Count the lines in the entries that follow which contain the word "each", treating uppercase and lowercase as different. Reply with the number only.

* * * * * * * * *

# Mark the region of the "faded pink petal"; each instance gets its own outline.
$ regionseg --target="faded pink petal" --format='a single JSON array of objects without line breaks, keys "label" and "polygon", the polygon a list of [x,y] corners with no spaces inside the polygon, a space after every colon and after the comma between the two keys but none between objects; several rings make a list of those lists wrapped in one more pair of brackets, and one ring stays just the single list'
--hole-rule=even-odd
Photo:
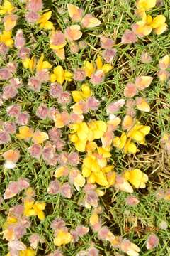
[{"label": "faded pink petal", "polygon": [[62,185],[60,193],[64,197],[67,198],[71,198],[72,196],[72,188],[68,182],[65,182]]},{"label": "faded pink petal", "polygon": [[141,56],[140,60],[143,63],[149,63],[152,61],[152,57],[146,51],[143,51]]},{"label": "faded pink petal", "polygon": [[132,82],[128,82],[124,90],[124,95],[127,97],[130,97],[136,95],[137,93],[135,85]]},{"label": "faded pink petal", "polygon": [[102,57],[107,63],[110,63],[112,62],[113,58],[115,58],[116,53],[117,50],[115,49],[106,49],[103,51]]},{"label": "faded pink petal", "polygon": [[7,114],[11,117],[16,117],[21,111],[21,107],[18,105],[11,105],[6,109]]},{"label": "faded pink petal", "polygon": [[74,80],[79,82],[82,82],[86,78],[86,73],[81,68],[77,68],[74,72]]},{"label": "faded pink petal", "polygon": [[58,97],[58,102],[63,105],[69,104],[71,102],[71,95],[69,92],[63,92]]},{"label": "faded pink petal", "polygon": [[28,11],[33,10],[35,12],[40,11],[42,9],[43,4],[42,0],[29,0],[26,6]]},{"label": "faded pink petal", "polygon": [[8,143],[11,141],[11,137],[6,132],[0,132],[0,145]]},{"label": "faded pink petal", "polygon": [[91,75],[90,81],[93,85],[99,85],[103,82],[104,78],[104,72],[102,70],[98,70]]},{"label": "faded pink petal", "polygon": [[0,43],[0,54],[5,55],[8,50],[8,47],[6,46],[4,43]]},{"label": "faded pink petal", "polygon": [[158,237],[152,233],[151,234],[147,240],[147,250],[152,250],[156,247],[159,244],[159,239]]},{"label": "faded pink petal", "polygon": [[6,68],[8,70],[9,72],[14,74],[16,72],[17,64],[14,62],[9,62],[6,65]]},{"label": "faded pink petal", "polygon": [[40,105],[36,111],[36,116],[42,119],[45,119],[47,117],[48,107],[45,104],[42,103]]},{"label": "faded pink petal", "polygon": [[25,46],[26,39],[23,36],[23,31],[21,29],[18,29],[17,31],[14,43],[16,48],[17,48],[18,49],[20,49]]},{"label": "faded pink petal", "polygon": [[26,20],[27,22],[30,23],[34,23],[38,21],[40,18],[40,14],[38,14],[35,11],[30,11],[26,15]]},{"label": "faded pink petal", "polygon": [[41,82],[46,82],[50,80],[50,74],[48,70],[37,71],[35,78]]},{"label": "faded pink petal", "polygon": [[33,157],[39,159],[42,153],[42,146],[39,144],[33,144],[28,149],[29,153]]},{"label": "faded pink petal", "polygon": [[126,198],[126,203],[128,206],[137,206],[140,201],[135,196],[129,196]]},{"label": "faded pink petal", "polygon": [[21,81],[19,80],[19,78],[11,78],[9,80],[9,83],[16,89],[21,87]]},{"label": "faded pink petal", "polygon": [[16,131],[16,126],[14,122],[5,122],[3,124],[4,129],[6,132],[9,134],[13,134]]},{"label": "faded pink petal", "polygon": [[28,47],[22,47],[19,49],[18,55],[22,60],[29,58],[30,50]]},{"label": "faded pink petal", "polygon": [[50,85],[50,95],[55,99],[60,97],[62,92],[63,92],[62,86],[53,82]]},{"label": "faded pink petal", "polygon": [[41,89],[41,82],[38,78],[32,77],[28,80],[28,86],[35,92],[40,92]]},{"label": "faded pink petal", "polygon": [[114,41],[111,38],[105,36],[101,38],[101,46],[104,49],[110,49],[114,44]]},{"label": "faded pink petal", "polygon": [[86,100],[87,107],[91,110],[97,110],[100,105],[99,101],[96,99],[94,97],[89,97]]},{"label": "faded pink petal", "polygon": [[120,110],[120,107],[123,107],[125,103],[124,99],[120,99],[116,102],[112,102],[107,106],[107,114],[113,114]]},{"label": "faded pink petal", "polygon": [[4,100],[13,99],[18,94],[18,90],[13,85],[6,85],[3,88],[2,97]]},{"label": "faded pink petal", "polygon": [[0,80],[8,80],[12,77],[11,72],[6,68],[0,69]]},{"label": "faded pink petal", "polygon": [[137,38],[134,33],[129,29],[125,31],[124,34],[122,36],[121,43],[136,43],[137,41]]},{"label": "faded pink petal", "polygon": [[20,113],[16,118],[18,125],[27,125],[28,124],[30,115],[27,111]]},{"label": "faded pink petal", "polygon": [[47,193],[50,194],[57,194],[60,192],[60,183],[57,179],[51,181],[47,188]]}]

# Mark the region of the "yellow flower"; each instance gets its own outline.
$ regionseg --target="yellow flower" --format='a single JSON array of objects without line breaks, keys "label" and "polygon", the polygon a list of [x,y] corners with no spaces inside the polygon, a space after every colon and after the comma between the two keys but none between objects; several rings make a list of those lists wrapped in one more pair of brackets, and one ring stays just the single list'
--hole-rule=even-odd
[{"label": "yellow flower", "polygon": [[35,256],[36,252],[32,248],[27,248],[26,250],[19,252],[19,256]]},{"label": "yellow flower", "polygon": [[157,0],[139,0],[137,2],[137,13],[142,15],[144,11],[149,11],[156,6]]},{"label": "yellow flower", "polygon": [[13,44],[13,40],[11,38],[11,31],[4,31],[0,34],[0,42],[4,43],[6,46],[11,48]]},{"label": "yellow flower", "polygon": [[89,141],[101,139],[107,129],[106,122],[101,120],[91,121],[88,124],[88,127],[89,129],[88,139]]},{"label": "yellow flower", "polygon": [[48,20],[51,18],[51,11],[41,15],[40,18],[37,21],[38,24],[40,24],[40,28],[51,30],[54,28],[53,23],[51,21],[48,21]]},{"label": "yellow flower", "polygon": [[75,102],[86,99],[92,95],[91,89],[87,84],[84,84],[81,86],[81,91],[72,91],[72,94]]},{"label": "yellow flower", "polygon": [[144,137],[150,132],[149,126],[140,124],[137,122],[136,124],[128,132],[127,137],[135,140],[137,142],[145,145]]},{"label": "yellow flower", "polygon": [[42,53],[40,60],[37,63],[36,69],[38,71],[42,70],[43,69],[50,69],[52,68],[52,65],[49,63],[48,61],[44,61],[44,54]]},{"label": "yellow flower", "polygon": [[145,183],[148,181],[148,176],[138,169],[125,171],[125,178],[136,188],[144,188]]},{"label": "yellow flower", "polygon": [[104,64],[103,65],[102,59],[99,55],[97,56],[97,59],[96,61],[96,68],[93,63],[91,63],[88,60],[85,60],[84,62],[83,70],[86,73],[86,75],[89,78],[91,78],[91,75],[97,70],[101,70],[105,73],[109,72],[112,68],[112,65],[110,64]]},{"label": "yellow flower", "polygon": [[51,74],[51,82],[57,82],[60,85],[62,85],[64,80],[72,81],[72,74],[67,70],[64,70],[63,68],[60,65],[55,68],[53,73]]},{"label": "yellow flower", "polygon": [[19,127],[19,133],[16,134],[16,137],[19,139],[30,139],[33,136],[33,129],[27,126]]},{"label": "yellow flower", "polygon": [[6,13],[11,14],[13,9],[14,6],[12,5],[12,4],[8,0],[4,0],[4,5],[0,5],[0,15],[4,15]]},{"label": "yellow flower", "polygon": [[27,58],[22,60],[23,65],[25,68],[30,69],[30,70],[33,70],[35,68],[35,58],[33,56],[31,58]]},{"label": "yellow flower", "polygon": [[42,220],[45,219],[43,210],[45,208],[45,203],[35,202],[32,199],[26,199],[24,201],[24,212],[23,215],[27,217],[38,216]]},{"label": "yellow flower", "polygon": [[63,230],[59,230],[57,233],[56,237],[54,239],[54,244],[56,246],[62,246],[70,242],[72,240],[72,236],[70,233]]},{"label": "yellow flower", "polygon": [[23,60],[23,65],[25,68],[30,69],[33,70],[35,67],[38,71],[42,70],[43,69],[49,69],[52,68],[50,63],[48,61],[44,61],[44,54],[42,53],[40,56],[40,60],[38,60],[36,64],[36,59],[35,56],[33,56],[31,58],[26,58]]},{"label": "yellow flower", "polygon": [[152,29],[157,35],[163,33],[167,29],[167,24],[165,23],[166,18],[164,15],[158,15],[152,18],[150,15],[143,14],[142,20],[137,22],[138,26],[137,34],[148,36]]}]

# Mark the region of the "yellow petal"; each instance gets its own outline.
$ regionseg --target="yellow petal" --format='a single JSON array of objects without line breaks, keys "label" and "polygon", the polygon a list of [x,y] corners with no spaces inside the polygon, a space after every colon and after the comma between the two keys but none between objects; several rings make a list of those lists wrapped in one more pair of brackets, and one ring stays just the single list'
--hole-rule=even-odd
[{"label": "yellow petal", "polygon": [[168,25],[166,23],[164,23],[159,26],[158,28],[155,28],[154,31],[157,35],[161,35],[164,33],[168,28]]},{"label": "yellow petal", "polygon": [[137,102],[136,106],[137,110],[144,112],[150,111],[150,107],[145,99],[140,98],[139,100],[137,99],[136,102]]},{"label": "yellow petal", "polygon": [[164,15],[158,15],[157,17],[153,18],[152,23],[152,28],[157,28],[160,26],[163,25],[166,21],[166,18]]},{"label": "yellow petal", "polygon": [[82,18],[82,11],[80,8],[71,4],[67,4],[68,13],[73,21],[79,21]]}]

* * * * * * * * *

• Problem solution
3